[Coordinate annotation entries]
## BEGIN

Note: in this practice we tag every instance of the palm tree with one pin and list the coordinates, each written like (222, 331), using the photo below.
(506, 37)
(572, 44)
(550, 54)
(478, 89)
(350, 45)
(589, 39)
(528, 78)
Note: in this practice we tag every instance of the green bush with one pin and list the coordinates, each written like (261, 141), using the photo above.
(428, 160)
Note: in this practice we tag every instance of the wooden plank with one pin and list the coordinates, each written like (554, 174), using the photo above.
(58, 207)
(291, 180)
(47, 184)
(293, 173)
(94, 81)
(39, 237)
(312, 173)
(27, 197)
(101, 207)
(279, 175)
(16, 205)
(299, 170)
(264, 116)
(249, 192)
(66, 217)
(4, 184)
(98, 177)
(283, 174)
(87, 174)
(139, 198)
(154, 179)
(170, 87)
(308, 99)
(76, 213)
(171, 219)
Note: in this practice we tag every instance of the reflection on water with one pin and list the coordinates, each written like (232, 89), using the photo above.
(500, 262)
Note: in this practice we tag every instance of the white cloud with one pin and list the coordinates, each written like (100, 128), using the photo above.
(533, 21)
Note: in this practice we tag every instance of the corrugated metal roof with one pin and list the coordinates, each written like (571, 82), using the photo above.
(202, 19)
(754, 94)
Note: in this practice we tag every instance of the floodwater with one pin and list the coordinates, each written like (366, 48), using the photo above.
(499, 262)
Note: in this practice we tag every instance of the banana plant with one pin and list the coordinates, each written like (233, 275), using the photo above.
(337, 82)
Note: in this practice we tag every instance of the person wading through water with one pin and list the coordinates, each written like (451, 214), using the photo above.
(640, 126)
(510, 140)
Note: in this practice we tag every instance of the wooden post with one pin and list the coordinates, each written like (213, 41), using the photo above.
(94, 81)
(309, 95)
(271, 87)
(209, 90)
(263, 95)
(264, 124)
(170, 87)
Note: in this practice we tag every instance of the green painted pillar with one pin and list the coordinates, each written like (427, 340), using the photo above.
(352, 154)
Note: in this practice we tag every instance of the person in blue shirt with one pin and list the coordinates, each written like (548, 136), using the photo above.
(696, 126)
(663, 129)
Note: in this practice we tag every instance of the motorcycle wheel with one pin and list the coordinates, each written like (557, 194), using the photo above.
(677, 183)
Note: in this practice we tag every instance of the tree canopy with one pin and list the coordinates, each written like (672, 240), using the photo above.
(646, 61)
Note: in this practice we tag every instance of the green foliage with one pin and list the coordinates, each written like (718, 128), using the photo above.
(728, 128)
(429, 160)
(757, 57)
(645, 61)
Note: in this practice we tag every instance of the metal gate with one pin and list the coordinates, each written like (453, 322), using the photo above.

## END

Given task:
Put every line of the material above into a Markdown table with the columns "Row" and "Line," numbering each row and leaving out blank lines.

Result of the exercise:
| Row | Line |
|---|---|
| 1 | Note: in this practice we tag every instance of the palm tree with one pin and list the coordinates, each written like (222, 331), using the photo below. |
| 2 | (506, 37) |
| 3 | (572, 44) |
| 4 | (550, 54) |
| 5 | (478, 89) |
| 6 | (350, 45) |
| 7 | (589, 39) |
| 8 | (528, 78) |
| 9 | Note: in this practice we tag every instance of the green bush with one pin and list the coordinates, each written like (261, 141), using the photo above. |
| 10 | (428, 160) |
| 11 | Note: in this practice we tag every instance of the wooden plank with one pin and list the coordinates, each written like (554, 174), using the photo above. |
| 12 | (58, 207) |
| 13 | (291, 180) |
| 14 | (47, 184) |
| 15 | (293, 173) |
| 16 | (94, 81) |
| 17 | (39, 237) |
| 18 | (312, 173) |
| 19 | (27, 197) |
| 20 | (101, 207) |
| 21 | (279, 175) |
| 22 | (16, 205) |
| 23 | (299, 170) |
| 24 | (264, 116) |
| 25 | (249, 192) |
| 26 | (66, 217) |
| 27 | (4, 184) |
| 28 | (98, 177) |
| 29 | (283, 174) |
| 30 | (87, 174) |
| 31 | (139, 198) |
| 32 | (154, 179) |
| 33 | (170, 87) |
| 34 | (308, 99) |
| 35 | (76, 213) |
| 36 | (171, 219) |
| 37 | Note: in this practice we tag every instance of the reflection on water with one pin and list the coordinates, each written like (232, 89), using the photo above. |
| 38 | (500, 262) |
| 39 | Note: in this practice we tag every instance of the white cloud with one pin and list the coordinates, each written like (100, 128), using the photo above. |
| 40 | (533, 21) |
| 41 | Note: in this practice we tag every instance of the corrugated metal roof with one pin and list the coordinates, each written like (571, 82), using the photo above. |
| 42 | (202, 19) |
| 43 | (754, 94) |
| 44 | Note: in this practice we tag every instance of the floodwater with one pin and list the coordinates, each written like (366, 48), using the photo above. |
| 45 | (499, 262) |
| 46 | Note: in this practice we tag every instance of the banana plant with one pin and list the coordinates, each written like (233, 275), using the photo above. |
| 47 | (337, 82) |
| 48 | Note: in this practice we tag every instance of the person wading through water with one pin and list the coordinates, each written like (451, 214), using the photo above. |
| 49 | (640, 126) |
| 50 | (510, 140) |
| 51 | Note: in this practice we tag every instance of the wooden post with one pin and list the coordinates, each written like (213, 41), using the photo above. |
| 52 | (94, 81) |
| 53 | (309, 95) |
| 54 | (271, 87) |
| 55 | (209, 90) |
| 56 | (263, 95) |
| 57 | (264, 124) |
| 58 | (170, 87) |
| 59 | Note: in this practice we tag every instance of the green painted pillar with one pin and list the coordinates, each written like (427, 340), using the photo above. |
| 60 | (352, 154) |
| 61 | Note: in this practice we tag every instance of the person in blue shirt with one pin and list the coordinates, each written like (548, 136), using the photo above. |
| 62 | (696, 126) |
| 63 | (663, 129) |
| 64 | Note: in this practice we tag every instance of the motorcycle wheel with one pin and list the coordinates, each written like (557, 194), using the photo above. |
| 65 | (677, 183) |
| 66 | Note: in this practice we tag every instance of the tree canopy with one pin and list the coordinates, each written like (672, 240), using the photo above. |
| 67 | (646, 61) |
| 68 | Note: in this practice we tag every instance of the green foliage with one pin and list the coordinates, each written like (718, 128), using the photo above. |
| 69 | (728, 128) |
| 70 | (429, 160) |
| 71 | (757, 57) |
| 72 | (645, 61) |
| 73 | Note: in this practice we tag every instance of the metal gate with one pin and list the coordinates, each written like (453, 322), using the photo above. |